▶ [Provided entries]
————————
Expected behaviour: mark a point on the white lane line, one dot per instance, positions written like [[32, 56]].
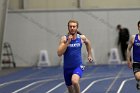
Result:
[[60, 84], [111, 85], [16, 91], [122, 84], [91, 84]]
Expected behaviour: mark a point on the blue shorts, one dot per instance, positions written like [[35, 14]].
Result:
[[69, 72]]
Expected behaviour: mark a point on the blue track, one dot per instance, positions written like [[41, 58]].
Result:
[[96, 79]]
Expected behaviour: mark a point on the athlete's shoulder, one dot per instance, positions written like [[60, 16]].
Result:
[[83, 36]]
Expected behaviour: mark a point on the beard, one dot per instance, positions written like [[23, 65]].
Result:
[[72, 32]]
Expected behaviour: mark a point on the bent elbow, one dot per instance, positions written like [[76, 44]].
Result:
[[59, 54]]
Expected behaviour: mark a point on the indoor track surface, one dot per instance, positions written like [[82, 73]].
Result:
[[96, 79]]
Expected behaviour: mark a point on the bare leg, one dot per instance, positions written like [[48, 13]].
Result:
[[75, 83]]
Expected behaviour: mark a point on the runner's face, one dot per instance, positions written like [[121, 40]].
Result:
[[72, 27]]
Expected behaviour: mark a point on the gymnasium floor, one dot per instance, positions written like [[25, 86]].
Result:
[[96, 79]]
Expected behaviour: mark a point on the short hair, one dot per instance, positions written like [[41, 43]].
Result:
[[73, 21], [138, 23]]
————————
▶ [Given request] Extract every line from the one containing "Expected behaviour: mark a point on the beard, one" through the last line of the data, inclusive, exactly as written.

▶ [Task solution]
Expected behaviour: mark a point on the beard, one dot per instance, positions written like [[23, 65]].
Result:
[[72, 32]]
Expected behaviour: mark a point on the bent elbow, one dot per instance, positions written like [[76, 44]].
Result:
[[59, 54]]
Expected behaviour: mark a point on the indoor track surface, one dot per instance, positions written like [[82, 73]].
Result:
[[96, 79]]
Expected behaviour: mark a point on the bare leg, one dot per instance, positions written like [[48, 13]].
Result:
[[75, 83]]
Expected behaviour: mark a point on the runner's face, one dot per instance, positions written like [[121, 40]].
Result:
[[72, 27]]
Expected behaviour: mark a point on the gymnasium floor, one dot per instance, positions written like [[25, 86]].
Result:
[[96, 79]]
Expected behaviour: mark a point on the short hair, one dot per instance, positions written like [[41, 43]].
Result:
[[73, 21], [138, 23]]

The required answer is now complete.